* Supplied passage:
[Start of Attachment]
A journey towards transcendence

Ting took a bold move by leaving her cushy job as an art director of an advertising agency to become an abstract contemporary artist


SWITCHING careers is not an easy decision as it requires a lot of courage and that leap of faith.

While many people switch careers due to their unhappiness and dissatisfaction with their work environment, some do it so that they have more flexibility in their decisions, while others want to change their goals according to their philosophy in life.

For Peisy Ting (picture), a change was necessary for her to be an abstract contemporary artist, a decision that made her leave her cushy job as an art director of an advertising agency.

Visitors will be in awe with Ting’s bold colours and composition, which also enable a visceral sensory experience

A visual communications graduate from Birmingham City University in the UK, Ting spent more than a decade working as an art director in international advertising agencies including Ogilvy & Mather and Saatchi & Saatchi.

“I was in the line for too long. I was there for over 15 years, so it came to a point when I actually started to question if I should stay or go?

“If I stayed, what was going to change in the next five years? It would probably be the same. It would probably be something I expected, and all is going to be the same type of work, same type of clients,” Ting said.

If she continued in the advertising agency, she’d be like a broken record that plays a song on repeat.

The artist in Ting was more inclined to unconventional working life and freedom.

It took her a while to decide as she didn’t jump straight into art right away.

She went on freelancing after she quit her job at the agency, which somehow gave her some sense of direction.

“It gives me some freedom to really search outside and try to think about what I would like to do. I was searching for some directions and I tried many different things in other fields as well — businesses, startups…,” Ting said.

She later realised that as a true creative person, be it in the creation of advertisements, doodling or making jewellery, it is the process that she is missing.

“So at one point, as lame as it may sound, I was sitting in my own living room staring at a blank wall and decided, hmm…I need a painting on my wall. So maybe I’ll just try something out,” said Ting.

Utilising used paints, canvas and an easel that her uncle left behind quite a while back, she just went for it.

“I started my first painting doing that. I kind of enjoyed the process. It was pretty liberating. And I continued with the second piece… and then the third piece and got some positive feedback and some encouragement.
[End of Attachment]
* Supplied data:
[Start of Attachment]
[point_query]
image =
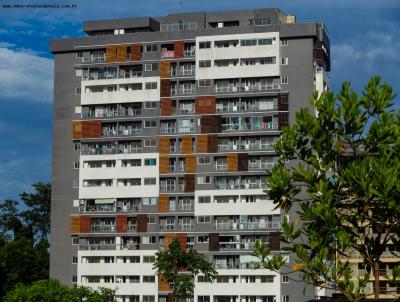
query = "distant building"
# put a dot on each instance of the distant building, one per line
(173, 120)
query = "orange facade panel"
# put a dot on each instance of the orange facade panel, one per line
(190, 164)
(205, 104)
(164, 145)
(166, 107)
(111, 54)
(165, 69)
(136, 52)
(74, 224)
(187, 144)
(163, 203)
(179, 49)
(121, 223)
(164, 165)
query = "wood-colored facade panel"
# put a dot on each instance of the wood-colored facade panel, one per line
(163, 203)
(121, 222)
(74, 224)
(165, 88)
(232, 162)
(205, 104)
(142, 220)
(190, 164)
(136, 52)
(122, 52)
(84, 224)
(179, 49)
(164, 145)
(165, 69)
(189, 183)
(187, 144)
(166, 107)
(164, 165)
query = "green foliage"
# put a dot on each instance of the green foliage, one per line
(344, 177)
(179, 267)
(54, 291)
(24, 245)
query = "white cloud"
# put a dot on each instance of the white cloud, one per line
(25, 76)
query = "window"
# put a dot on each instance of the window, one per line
(204, 199)
(149, 239)
(204, 160)
(149, 279)
(203, 219)
(148, 298)
(150, 124)
(150, 181)
(75, 183)
(150, 105)
(151, 85)
(201, 180)
(150, 161)
(284, 61)
(149, 201)
(285, 298)
(285, 279)
(205, 63)
(205, 44)
(151, 142)
(150, 48)
(75, 240)
(148, 259)
(150, 67)
(204, 83)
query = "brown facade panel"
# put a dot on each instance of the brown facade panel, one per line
(163, 203)
(122, 52)
(187, 144)
(165, 88)
(190, 164)
(205, 104)
(189, 183)
(111, 54)
(74, 224)
(142, 223)
(232, 162)
(165, 69)
(283, 120)
(84, 224)
(166, 107)
(164, 165)
(136, 52)
(213, 242)
(121, 222)
(243, 162)
(164, 145)
(179, 49)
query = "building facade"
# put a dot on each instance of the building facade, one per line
(173, 120)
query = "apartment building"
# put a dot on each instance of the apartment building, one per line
(163, 128)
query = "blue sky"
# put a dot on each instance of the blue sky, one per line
(364, 42)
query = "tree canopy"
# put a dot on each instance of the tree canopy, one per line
(340, 170)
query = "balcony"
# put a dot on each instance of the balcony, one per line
(105, 228)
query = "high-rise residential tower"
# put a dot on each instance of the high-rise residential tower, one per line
(163, 128)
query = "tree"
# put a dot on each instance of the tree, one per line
(340, 169)
(179, 267)
(54, 291)
(24, 245)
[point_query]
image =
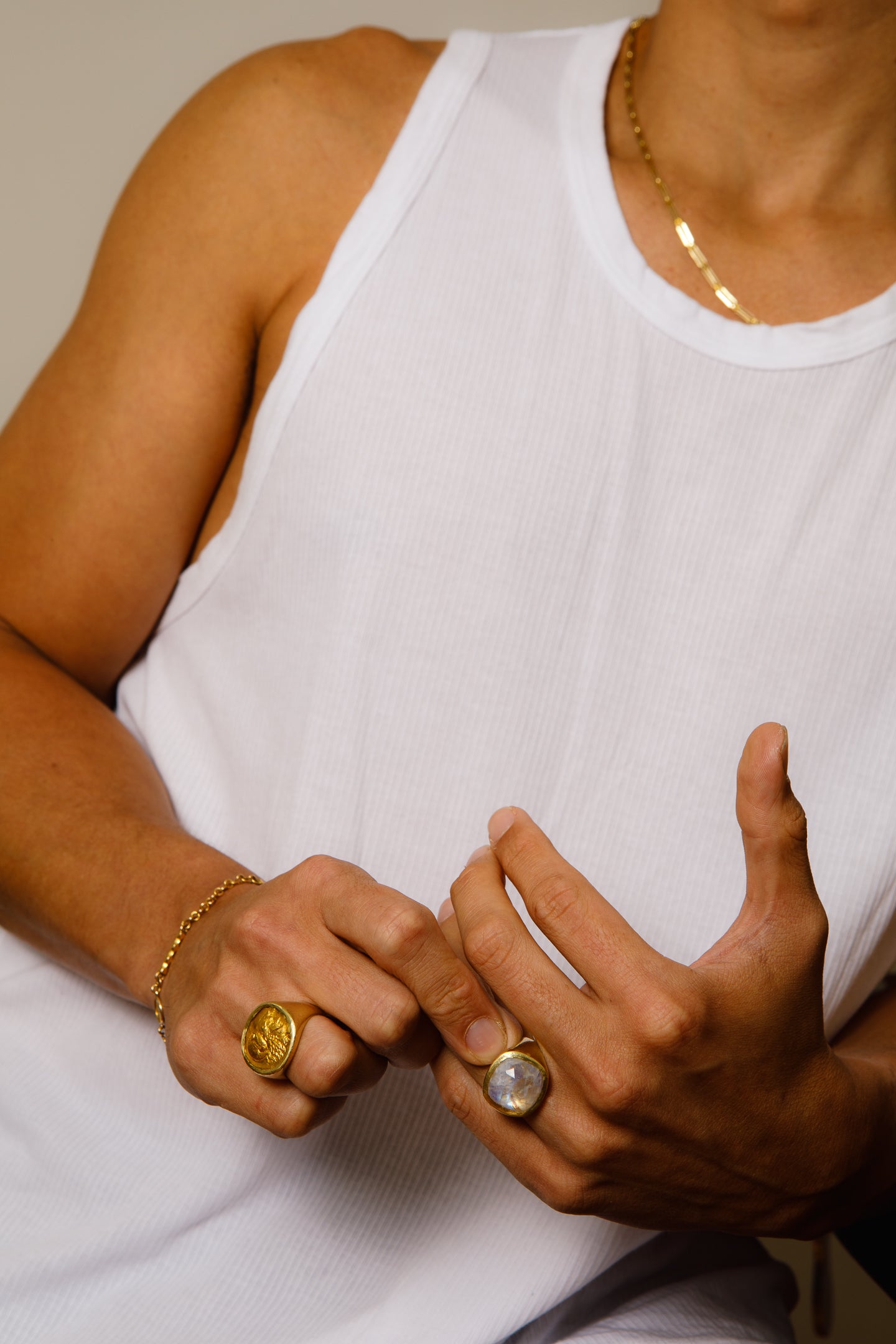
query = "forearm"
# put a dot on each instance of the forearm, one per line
(95, 869)
(867, 1047)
[End of Attachment]
* Aim of the exercise:
List the art supplies that her uncle had left behind, which Peisy Ting used to begin painting in the article about her.

* Answer for the task:
- Used paints
- Canvas
- An easel